Page excerpt.
━━━━━━

Re: [Gluster-users] Gluster replicate 3 arbiter 1 in split brain. gluster cli seems unaware

2017-12-22 Thread Henrik Juul Pedersen
Hi Karthik,

Thanks for the info. Maybe the documentation should be updated to
explain the different AFR versions, I know I was confused.

Also, when looking at the changelogs from my three bricks before fixing:

Brick 1:
trusted.afr.virt_images-client-1=0x0228
trusted.afr.virt_images-client-3=0x

Brick 2:
trusted.afr.virt_images-client-2=0x03ef
trusted.afr.virt_images-client-3=0x

Brick 3 (arbiter):
trusted.afr.virt_images-client-1=0x0228

I would think that the changelog for client 1 should win by majority
vote? Or how does the self-healing process work?
I assumed this as the correct version, and reset client 2 on brick 2:
# setfattr -n trusted.afr.virt_images-client-2 -v
0x fedora27.qcow2

I then did a directory listing, which might have started a heal, but
heal statistics show (i also did a full heal):
Starting time of crawl: Fri Dec 22 11:34:47 2017

Ending time of crawl: Fri Dec 22 11:34:47 2017

Type of crawl: INDEX
No. of entries healed: 0
No. of entries in split-brain: 0
No. of heal failed entries: 1

Starting time of crawl: Fri Dec 22 11:39:29 2017

Ending time of crawl: Fri Dec 22 11:39:29 2017

Type of crawl: FULL
No. of entries healed: 0
No. of entries in split-brain: 0
No. of heal failed entries: 1

I was immediately able to touch the file, so gluster was okay about
it, however heal info still showed the file for a while:
# gluster volume heal virt_images info
Brick virt3:/data/virt_images/brick
/fedora27.qcow2
Status: Connected
Number of entries: 1

Brick virt2:/data/virt_images/brick
/fedora27.qcow2
Status: Connected
Number of entries: 1

Brick printserver:/data/virt_images/brick
/fedora27.qcow2
Status: Connected
Number of entries: 1



Now heal info shows 0 entries, and the two data bricks have the same
md5sum, so it's back in sync.

━━━━━━

Directive 1. Copy the Gluster split-brain post between "2017-12-22 Thread Henrik" and "I was confused.", inclusive.
Directive 2. Which brick does the Gluster split-brain post identify as the arbiter?
Directive 3. Pick up the Gluster split-brain post after its final sentence and continue writing it.

Data entries.

━━━━━━

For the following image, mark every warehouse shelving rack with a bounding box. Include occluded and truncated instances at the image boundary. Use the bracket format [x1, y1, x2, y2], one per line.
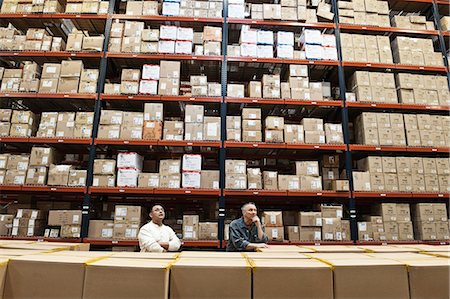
[0, 0, 450, 248]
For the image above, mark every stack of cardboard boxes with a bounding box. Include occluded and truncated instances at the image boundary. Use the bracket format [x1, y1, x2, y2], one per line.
[244, 0, 334, 23]
[392, 36, 444, 66]
[348, 71, 398, 103]
[47, 164, 87, 187]
[225, 160, 247, 190]
[353, 156, 450, 192]
[117, 152, 144, 187]
[299, 29, 337, 60]
[227, 116, 242, 141]
[295, 161, 322, 191]
[92, 159, 116, 187]
[392, 15, 435, 30]
[296, 204, 350, 241]
[0, 109, 13, 137]
[182, 215, 218, 240]
[261, 211, 284, 242]
[413, 203, 450, 241]
[161, 0, 223, 18]
[341, 33, 393, 63]
[113, 205, 144, 240]
[48, 210, 82, 238]
[109, 21, 222, 55]
[11, 209, 45, 237]
[242, 108, 262, 142]
[25, 147, 55, 185]
[0, 154, 30, 185]
[93, 153, 219, 189]
[5, 110, 37, 137]
[125, 1, 159, 16]
[142, 103, 163, 140]
[0, 24, 56, 51]
[358, 203, 450, 241]
[0, 216, 14, 236]
[225, 155, 349, 191]
[98, 103, 221, 141]
[227, 64, 332, 101]
[442, 16, 450, 31]
[88, 220, 114, 239]
[301, 118, 331, 144]
[181, 154, 202, 189]
[190, 75, 222, 97]
[338, 0, 391, 27]
[65, 0, 109, 14]
[0, 0, 109, 14]
[355, 112, 450, 147]
[396, 73, 450, 105]
[264, 116, 284, 143]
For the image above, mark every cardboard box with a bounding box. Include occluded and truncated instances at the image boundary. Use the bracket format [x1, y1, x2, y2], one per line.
[159, 173, 181, 189]
[92, 174, 116, 187]
[3, 170, 27, 185]
[113, 222, 139, 240]
[200, 170, 220, 189]
[300, 175, 322, 190]
[414, 221, 437, 240]
[25, 166, 47, 185]
[225, 174, 247, 190]
[94, 159, 116, 175]
[117, 152, 144, 170]
[266, 227, 284, 242]
[353, 171, 372, 191]
[114, 205, 144, 224]
[262, 211, 283, 228]
[298, 212, 322, 229]
[263, 171, 278, 190]
[295, 161, 319, 176]
[183, 215, 199, 240]
[30, 147, 55, 167]
[374, 203, 397, 222]
[5, 255, 92, 298]
[142, 120, 163, 140]
[412, 203, 435, 221]
[88, 220, 114, 239]
[300, 227, 322, 241]
[433, 203, 448, 222]
[159, 160, 181, 175]
[47, 164, 72, 186]
[198, 222, 218, 240]
[67, 169, 87, 187]
[396, 203, 411, 222]
[170, 258, 251, 299]
[6, 155, 30, 171]
[48, 210, 82, 226]
[322, 218, 342, 240]
[117, 168, 140, 187]
[398, 221, 414, 241]
[184, 105, 204, 123]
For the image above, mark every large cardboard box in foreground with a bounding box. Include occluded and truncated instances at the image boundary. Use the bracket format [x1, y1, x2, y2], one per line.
[170, 258, 251, 299]
[83, 258, 169, 299]
[3, 255, 94, 299]
[326, 258, 409, 299]
[253, 259, 333, 299]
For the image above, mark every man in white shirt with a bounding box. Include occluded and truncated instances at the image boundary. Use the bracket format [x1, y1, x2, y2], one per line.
[138, 205, 181, 252]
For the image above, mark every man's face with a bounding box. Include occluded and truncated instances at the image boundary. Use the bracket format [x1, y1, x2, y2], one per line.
[150, 205, 166, 220]
[242, 204, 258, 219]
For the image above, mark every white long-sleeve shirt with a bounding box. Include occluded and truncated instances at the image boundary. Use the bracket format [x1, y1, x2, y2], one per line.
[138, 221, 181, 252]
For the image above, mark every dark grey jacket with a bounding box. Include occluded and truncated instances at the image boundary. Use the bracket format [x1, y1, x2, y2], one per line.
[227, 217, 269, 251]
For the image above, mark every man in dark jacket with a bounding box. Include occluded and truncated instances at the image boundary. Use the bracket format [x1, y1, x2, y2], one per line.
[227, 202, 269, 251]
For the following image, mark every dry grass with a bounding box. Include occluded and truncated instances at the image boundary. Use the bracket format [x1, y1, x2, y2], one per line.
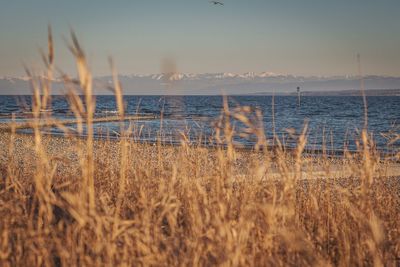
[0, 28, 400, 266]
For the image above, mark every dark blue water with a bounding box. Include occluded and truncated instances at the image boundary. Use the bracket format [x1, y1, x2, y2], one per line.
[0, 96, 400, 151]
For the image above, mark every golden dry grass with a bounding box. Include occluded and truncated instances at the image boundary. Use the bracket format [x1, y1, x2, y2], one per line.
[0, 28, 400, 266]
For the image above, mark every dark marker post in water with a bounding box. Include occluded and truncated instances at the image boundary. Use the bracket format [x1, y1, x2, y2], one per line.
[210, 1, 224, 6]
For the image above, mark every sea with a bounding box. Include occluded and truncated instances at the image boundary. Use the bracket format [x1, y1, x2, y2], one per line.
[0, 95, 400, 154]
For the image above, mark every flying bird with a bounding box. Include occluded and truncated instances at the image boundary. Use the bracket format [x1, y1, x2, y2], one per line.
[210, 1, 224, 6]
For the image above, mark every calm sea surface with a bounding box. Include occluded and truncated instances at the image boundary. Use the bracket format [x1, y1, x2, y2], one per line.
[0, 96, 400, 151]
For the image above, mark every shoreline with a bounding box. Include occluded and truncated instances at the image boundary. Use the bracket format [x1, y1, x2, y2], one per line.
[0, 131, 400, 179]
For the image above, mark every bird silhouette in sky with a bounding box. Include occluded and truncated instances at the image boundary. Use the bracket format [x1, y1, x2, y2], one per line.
[210, 1, 224, 6]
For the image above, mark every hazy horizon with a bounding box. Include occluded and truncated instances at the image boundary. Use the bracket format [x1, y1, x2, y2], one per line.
[0, 0, 400, 77]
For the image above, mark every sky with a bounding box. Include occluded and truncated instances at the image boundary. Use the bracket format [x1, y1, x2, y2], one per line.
[0, 0, 400, 76]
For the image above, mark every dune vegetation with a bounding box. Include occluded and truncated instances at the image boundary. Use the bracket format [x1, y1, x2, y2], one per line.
[0, 30, 400, 266]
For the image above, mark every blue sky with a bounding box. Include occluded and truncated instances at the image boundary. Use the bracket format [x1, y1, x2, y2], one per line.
[0, 0, 400, 76]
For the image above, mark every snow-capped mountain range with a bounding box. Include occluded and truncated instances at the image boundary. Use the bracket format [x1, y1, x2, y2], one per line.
[0, 72, 400, 95]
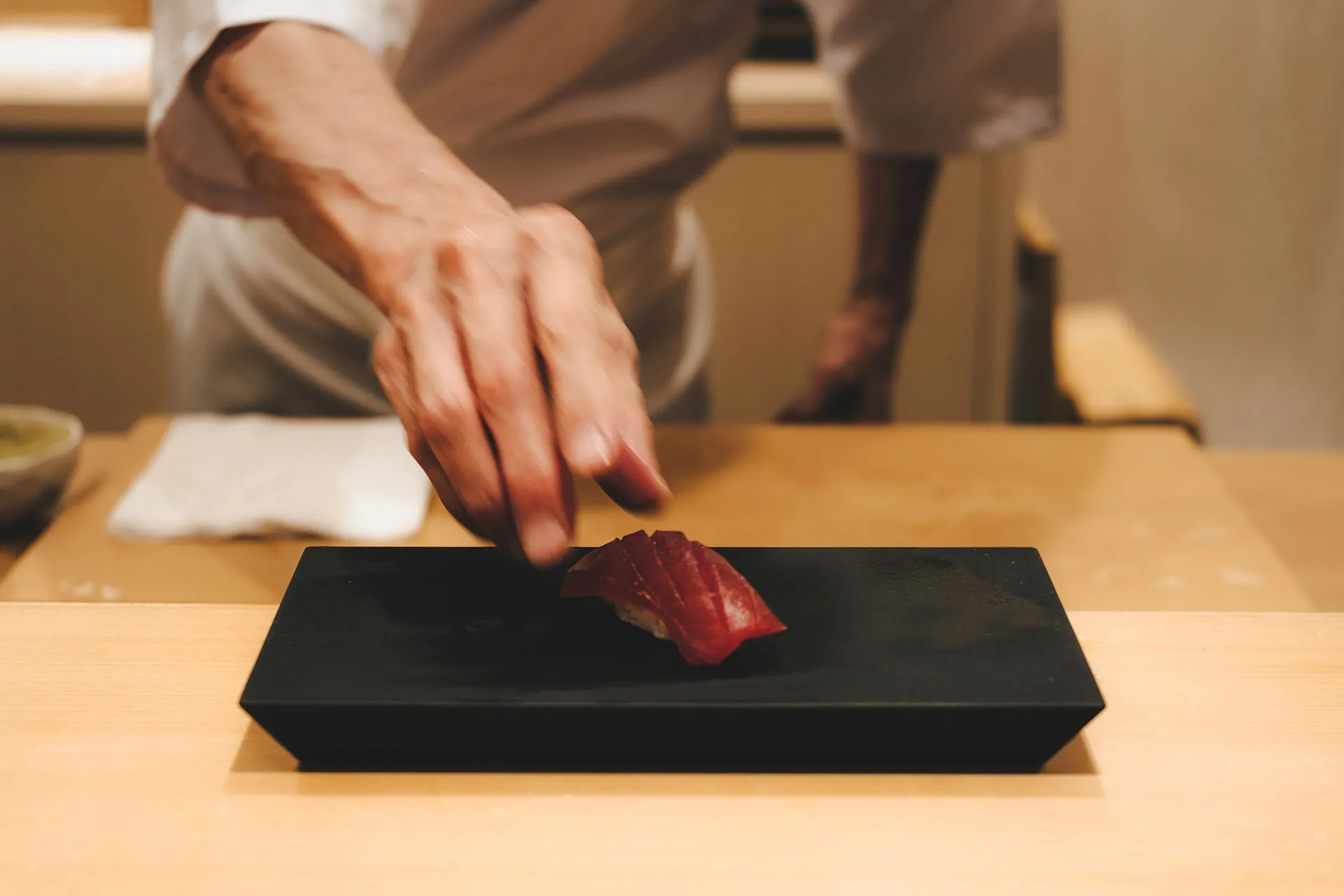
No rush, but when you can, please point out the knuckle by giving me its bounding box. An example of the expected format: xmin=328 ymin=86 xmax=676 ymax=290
xmin=419 ymin=395 xmax=468 ymax=444
xmin=476 ymin=360 xmax=527 ymax=411
xmin=602 ymin=313 xmax=640 ymax=361
xmin=526 ymin=204 xmax=599 ymax=262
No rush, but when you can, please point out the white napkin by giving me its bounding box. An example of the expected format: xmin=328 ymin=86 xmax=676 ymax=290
xmin=108 ymin=415 xmax=430 ymax=541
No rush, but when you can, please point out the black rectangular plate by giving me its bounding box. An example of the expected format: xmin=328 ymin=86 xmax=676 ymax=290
xmin=242 ymin=548 xmax=1103 ymax=770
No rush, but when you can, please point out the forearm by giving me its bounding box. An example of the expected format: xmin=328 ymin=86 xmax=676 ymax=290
xmin=852 ymin=156 xmax=939 ymax=317
xmin=192 ymin=22 xmax=508 ymax=310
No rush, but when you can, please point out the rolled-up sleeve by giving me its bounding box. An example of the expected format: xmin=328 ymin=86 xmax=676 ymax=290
xmin=805 ymin=0 xmax=1060 ymax=155
xmin=148 ymin=0 xmax=419 ymax=216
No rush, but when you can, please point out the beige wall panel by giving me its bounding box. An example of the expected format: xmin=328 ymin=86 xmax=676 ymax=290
xmin=1024 ymin=0 xmax=1344 ymax=446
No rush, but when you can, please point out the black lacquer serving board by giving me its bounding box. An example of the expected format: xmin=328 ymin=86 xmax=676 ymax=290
xmin=242 ymin=547 xmax=1103 ymax=771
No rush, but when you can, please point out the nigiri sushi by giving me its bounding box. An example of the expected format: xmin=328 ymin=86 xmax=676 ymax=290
xmin=561 ymin=531 xmax=785 ymax=666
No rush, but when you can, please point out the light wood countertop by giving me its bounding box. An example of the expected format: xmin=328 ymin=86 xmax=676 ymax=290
xmin=0 ymin=419 xmax=1313 ymax=610
xmin=0 ymin=603 xmax=1344 ymax=896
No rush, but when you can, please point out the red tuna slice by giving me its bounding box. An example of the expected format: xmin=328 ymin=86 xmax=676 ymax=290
xmin=691 ymin=541 xmax=785 ymax=643
xmin=649 ymin=532 xmax=742 ymax=666
xmin=561 ymin=539 xmax=659 ymax=623
xmin=561 ymin=531 xmax=783 ymax=665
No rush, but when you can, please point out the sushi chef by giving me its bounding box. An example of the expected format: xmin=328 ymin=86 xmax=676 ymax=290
xmin=149 ymin=0 xmax=1059 ymax=563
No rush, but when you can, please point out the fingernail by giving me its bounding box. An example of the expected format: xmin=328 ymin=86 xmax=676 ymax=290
xmin=520 ymin=516 xmax=570 ymax=566
xmin=625 ymin=437 xmax=672 ymax=493
xmin=564 ymin=423 xmax=613 ymax=473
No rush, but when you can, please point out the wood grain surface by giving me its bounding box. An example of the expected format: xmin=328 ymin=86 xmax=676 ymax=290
xmin=0 ymin=419 xmax=1312 ymax=610
xmin=0 ymin=603 xmax=1344 ymax=896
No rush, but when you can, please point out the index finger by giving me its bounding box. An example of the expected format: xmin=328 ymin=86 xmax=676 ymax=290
xmin=524 ymin=207 xmax=668 ymax=510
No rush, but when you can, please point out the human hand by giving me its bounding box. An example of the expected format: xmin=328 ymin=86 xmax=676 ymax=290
xmin=776 ymin=295 xmax=900 ymax=423
xmin=363 ymin=206 xmax=666 ymax=564
xmin=192 ymin=22 xmax=666 ymax=564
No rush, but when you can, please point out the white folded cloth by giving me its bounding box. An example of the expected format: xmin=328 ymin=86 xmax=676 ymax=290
xmin=108 ymin=414 xmax=430 ymax=541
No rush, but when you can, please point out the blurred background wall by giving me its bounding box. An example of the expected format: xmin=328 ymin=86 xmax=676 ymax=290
xmin=1023 ymin=0 xmax=1344 ymax=447
xmin=0 ymin=0 xmax=1344 ymax=447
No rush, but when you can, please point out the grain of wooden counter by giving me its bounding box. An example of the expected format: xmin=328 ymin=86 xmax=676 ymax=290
xmin=0 ymin=421 xmax=1312 ymax=610
xmin=0 ymin=603 xmax=1344 ymax=896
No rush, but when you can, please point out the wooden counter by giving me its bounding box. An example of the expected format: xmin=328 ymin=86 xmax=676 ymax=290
xmin=0 ymin=419 xmax=1312 ymax=610
xmin=0 ymin=603 xmax=1344 ymax=896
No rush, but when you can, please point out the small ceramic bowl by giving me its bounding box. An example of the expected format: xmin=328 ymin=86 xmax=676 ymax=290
xmin=0 ymin=405 xmax=83 ymax=529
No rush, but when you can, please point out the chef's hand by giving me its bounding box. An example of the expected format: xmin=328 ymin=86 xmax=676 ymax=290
xmin=192 ymin=22 xmax=666 ymax=564
xmin=361 ymin=206 xmax=666 ymax=564
xmin=777 ymin=295 xmax=902 ymax=423
xmin=777 ymin=156 xmax=939 ymax=423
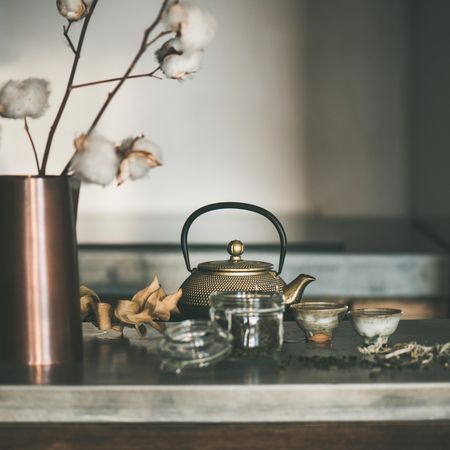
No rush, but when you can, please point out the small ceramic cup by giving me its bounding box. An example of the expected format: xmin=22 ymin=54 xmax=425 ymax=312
xmin=348 ymin=308 xmax=402 ymax=345
xmin=290 ymin=302 xmax=348 ymax=343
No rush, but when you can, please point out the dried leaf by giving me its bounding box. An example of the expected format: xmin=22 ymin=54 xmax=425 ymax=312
xmin=131 ymin=275 xmax=160 ymax=308
xmin=153 ymin=289 xmax=183 ymax=321
xmin=80 ymin=295 xmax=94 ymax=320
xmin=73 ymin=134 xmax=87 ymax=152
xmin=144 ymin=287 xmax=167 ymax=312
xmin=80 ymin=285 xmax=100 ymax=320
xmin=96 ymin=328 xmax=123 ymax=340
xmin=134 ymin=323 xmax=147 ymax=337
xmin=97 ymin=302 xmax=112 ymax=330
xmin=80 ymin=284 xmax=100 ymax=300
xmin=149 ymin=321 xmax=166 ymax=333
xmin=114 ymin=300 xmax=139 ymax=325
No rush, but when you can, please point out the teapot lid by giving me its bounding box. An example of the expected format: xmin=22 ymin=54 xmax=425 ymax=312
xmin=197 ymin=240 xmax=273 ymax=272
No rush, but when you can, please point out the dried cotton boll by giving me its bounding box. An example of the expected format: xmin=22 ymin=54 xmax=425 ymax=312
xmin=161 ymin=51 xmax=202 ymax=80
xmin=180 ymin=5 xmax=217 ymax=52
xmin=117 ymin=138 xmax=161 ymax=185
xmin=56 ymin=0 xmax=93 ymax=21
xmin=155 ymin=38 xmax=182 ymax=65
xmin=163 ymin=3 xmax=187 ymax=33
xmin=0 ymin=78 xmax=50 ymax=119
xmin=71 ymin=134 xmax=120 ymax=186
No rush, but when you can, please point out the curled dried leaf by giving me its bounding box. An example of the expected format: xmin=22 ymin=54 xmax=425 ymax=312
xmin=80 ymin=295 xmax=94 ymax=320
xmin=114 ymin=300 xmax=139 ymax=325
xmin=131 ymin=275 xmax=160 ymax=308
xmin=153 ymin=289 xmax=183 ymax=321
xmin=144 ymin=287 xmax=167 ymax=312
xmin=73 ymin=134 xmax=87 ymax=152
xmin=97 ymin=302 xmax=112 ymax=330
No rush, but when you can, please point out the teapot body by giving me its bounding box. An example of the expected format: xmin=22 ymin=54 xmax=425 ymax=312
xmin=178 ymin=269 xmax=286 ymax=318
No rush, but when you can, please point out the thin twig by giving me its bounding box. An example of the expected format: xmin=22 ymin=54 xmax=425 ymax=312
xmin=61 ymin=0 xmax=171 ymax=175
xmin=63 ymin=21 xmax=77 ymax=55
xmin=72 ymin=67 xmax=162 ymax=89
xmin=23 ymin=116 xmax=39 ymax=173
xmin=39 ymin=0 xmax=98 ymax=175
xmin=86 ymin=0 xmax=169 ymax=136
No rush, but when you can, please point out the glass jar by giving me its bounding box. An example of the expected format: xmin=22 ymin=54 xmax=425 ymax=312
xmin=159 ymin=320 xmax=231 ymax=373
xmin=210 ymin=291 xmax=284 ymax=357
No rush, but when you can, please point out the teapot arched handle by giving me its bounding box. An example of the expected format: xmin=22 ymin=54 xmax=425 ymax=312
xmin=181 ymin=202 xmax=287 ymax=274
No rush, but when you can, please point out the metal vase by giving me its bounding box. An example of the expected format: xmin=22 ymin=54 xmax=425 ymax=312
xmin=0 ymin=176 xmax=82 ymax=365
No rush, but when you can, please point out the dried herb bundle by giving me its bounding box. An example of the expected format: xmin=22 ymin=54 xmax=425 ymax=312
xmin=279 ymin=342 xmax=450 ymax=371
xmin=358 ymin=342 xmax=450 ymax=368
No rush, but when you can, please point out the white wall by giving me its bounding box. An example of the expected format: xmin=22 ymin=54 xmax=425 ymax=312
xmin=0 ymin=0 xmax=409 ymax=240
xmin=411 ymin=0 xmax=450 ymax=248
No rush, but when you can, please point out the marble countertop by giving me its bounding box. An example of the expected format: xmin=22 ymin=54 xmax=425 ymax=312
xmin=0 ymin=319 xmax=450 ymax=423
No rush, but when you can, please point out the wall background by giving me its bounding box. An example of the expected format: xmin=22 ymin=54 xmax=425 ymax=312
xmin=0 ymin=0 xmax=411 ymax=241
xmin=411 ymin=0 xmax=450 ymax=249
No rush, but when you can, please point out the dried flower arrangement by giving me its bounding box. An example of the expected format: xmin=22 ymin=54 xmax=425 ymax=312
xmin=80 ymin=276 xmax=182 ymax=339
xmin=0 ymin=0 xmax=216 ymax=186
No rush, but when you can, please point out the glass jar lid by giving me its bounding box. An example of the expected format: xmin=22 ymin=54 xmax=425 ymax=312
xmin=159 ymin=320 xmax=231 ymax=373
xmin=209 ymin=291 xmax=285 ymax=313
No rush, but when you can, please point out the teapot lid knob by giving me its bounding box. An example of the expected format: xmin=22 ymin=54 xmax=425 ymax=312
xmin=227 ymin=240 xmax=245 ymax=261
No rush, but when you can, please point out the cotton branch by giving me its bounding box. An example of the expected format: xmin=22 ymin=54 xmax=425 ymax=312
xmin=86 ymin=8 xmax=170 ymax=136
xmin=72 ymin=67 xmax=162 ymax=89
xmin=63 ymin=21 xmax=77 ymax=55
xmin=39 ymin=0 xmax=98 ymax=175
xmin=23 ymin=116 xmax=39 ymax=173
xmin=61 ymin=0 xmax=172 ymax=174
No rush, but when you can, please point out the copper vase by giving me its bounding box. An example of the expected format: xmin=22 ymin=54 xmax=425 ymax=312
xmin=0 ymin=176 xmax=82 ymax=365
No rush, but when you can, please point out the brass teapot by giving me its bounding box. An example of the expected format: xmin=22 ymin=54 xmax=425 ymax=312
xmin=178 ymin=202 xmax=315 ymax=318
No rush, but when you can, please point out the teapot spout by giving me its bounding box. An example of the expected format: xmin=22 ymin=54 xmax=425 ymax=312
xmin=284 ymin=273 xmax=315 ymax=305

━━━━━━

Response 1.
2017-12-22 Thread Henrik Juul Pedersen
Hi Karthik,

Thanks for the info. Maybe the documentation should be updated to
explain the different AFR versions, I know I was confused.

Response 2. Brick 3.

Response 3.
I have a few questions after all of this:

1) How can a split brain happen in a replica 3 arbiter 1 setup with
both server- and client quorum enabled?
2) Why was it not able to self heal, when tro bricks seemed in sync
with their changelogs?
3) Why could I not see the file in heal info split-brain?
4) Why could I not fix this through the cli split-brain resolution tool?
5) Is it possible to force a sync in a volume? Or maybe test sync
status? It might be smart to be able to "flush" changes when taking a
brick down for maintenance.
6) How am I supposed to monitor events like this? I have a gluster
volume with ~500.000 files, I need to be able to guarantee data
integrity and availability to the users.
7) Is glusterfs "production ready"? Because I find it hard to monitor
and thus trust in these setups. Also performance with small / many
files seems horrible at best - but that's for another discussion.

Thanks for all of your help, Ill continue to try and tweak some
performance out of this. :)

Best regards,
Henrik Juul Pedersen
LIAB ApS

On 22 December 2017 at 07:26, Karthik Subrahmanya  wrote:
> Hi Henrik,
>
> Thanks for providing the required outputs. See my replies inline.
>
> On Thu, Dec 21, 2017 at 10:42 PM, Henrik Juul Pedersen  wrote:
>>
>> Hi Karthik and Ben,
>>
>> I'll try and reply to you inline.
>>
>> On 21 December 2017 at 07:18, Karthik Subrahmanya 
>> wrote:
>> > Hey,
>> >
>> > Can you give us the volume info output for this volume?
>>
>> # gluster volume info virt_images
>>
>> Volume Name: virt_images
>> Type: Replicate
>> Volume ID: 9f3c8273-4d9d-4af2-a4e7-4cb4a51e3594
>> Status: Started
>> Snapshot Count: 2
>> Number of Bricks: 1 x (2 + 1) = 3
>> Transport-type: tcp
>> Bricks:
>> Brick1: virt3:/data/virt_images/brick
>> Brick2: virt2:/data/virt_images/brick
>> Brick3: printserver:/data/virt_images/brick (arbiter)
>> Options Reconfigured:
>> features.quota-deem-statfs: on
>> features.inode-quota: on
>> features.quota: on
>> features.barrier: disable
>> features.scrub: Active
>> features.bitrot: on
>> nfs.rpc-auth-allow: on
>> server.allow-insecure: on
>> user.cifs: off
>> features.shard: off
>> cluster.shd-wait-qlength: 1
>> cluster.locking-scheme: granular
>> cluster.data-self-heal-algorithm: full
>> cluster.server-quorum-type: server
>> cluster.quorum-type: auto
>> cluster.eager-lock: enable
>> network.remote-dio: enable
>> performance.low-prio-threads: 32
>> performance.io-cache: off
>> performance.read-ahead: off
>> performance.quick-read: off
>> nfs.disable: on
>> transport.address-family: inet
>> server.outstanding-rpc-limit: 512
>>
>> > Why are you not able to get the xattrs from arbiter brick? It is the
>> > same
>> > way as you do it on data bricks.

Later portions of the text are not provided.